SET TASK A =
Answer these three questions using the CEO article below, one answer per line:
(i) Which company's chief executive has already left?
(ii) The chief executives of which two companies have barely hung on?
(iii) How many categories were used to pick the CEOs who need to retire?
SET TASK B =
Write a continuation of the CEO article below, starting after its final line.

SELECTION =
* * * * *

9 CEOs Who Need to Be Fired
Last year, 24/7 Wall St. also put together a list of CEOs Who Need To Retire. One has left -- the head of BP (BP). Some have barely hung on, like the chief executives of Goldman Sachs (GS) and Toyota (TM). In some cases, like Wal-Mart (WMT), the jury is still out.
24/7 picked the CEOs who need to retire based on three categories. The first is financial performance as reported in quarterly earnings. The second is stock price, including year-to-date, one year, three years, and five years returns. The last is innovation. Some companies have become trapped in old business models, or stuck with old products that lost their appeal long ago. And let's face it: a CEO who cannot lead his or her company to the next level is an impediment to the company's overall progress.
1. Talbots (TLB)

* * * * *

DATA SHOWN =
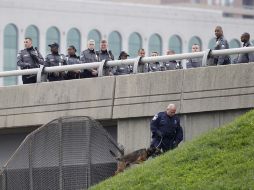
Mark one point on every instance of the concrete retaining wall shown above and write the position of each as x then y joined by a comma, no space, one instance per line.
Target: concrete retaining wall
205,98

* * * * *

TASK RESULT A =
(i) BP
(ii) Goldman Sachs and Toyota
(iii) Three

TASK RESULT B =
> CEO: Trudy F. Sullivan
> Date joined: August 2007
> One year price change: $10.92-$3.64
> Industry: apparel stores
The retail environment has been tough over the course of the recession, but some companies have underperformed the sector by wide margins. Talbots is at the top of this list. CEO Trudy F. Sullivan took over the company on August 6, 2007. She had a retail background, having worked at Liz Claiborne (LIZ) and J. Crew. The fortunes of Talbots have disintegrated from about the time she joined the group. The company's share price was around $25 then. It now trades at $3.75 and is only up recently because private equity company Sycamore Partners took at 9.9% stake in the retailer. Talbot's fiscal 2007 sales were $2.231 billion. The company made $32 million that year, and then posted a loss for each of the next three years. In the most recent fiscal year, Talbots had revenue of $1.21 billion and net income of $11 million.
2. Research In Motion (RIMM)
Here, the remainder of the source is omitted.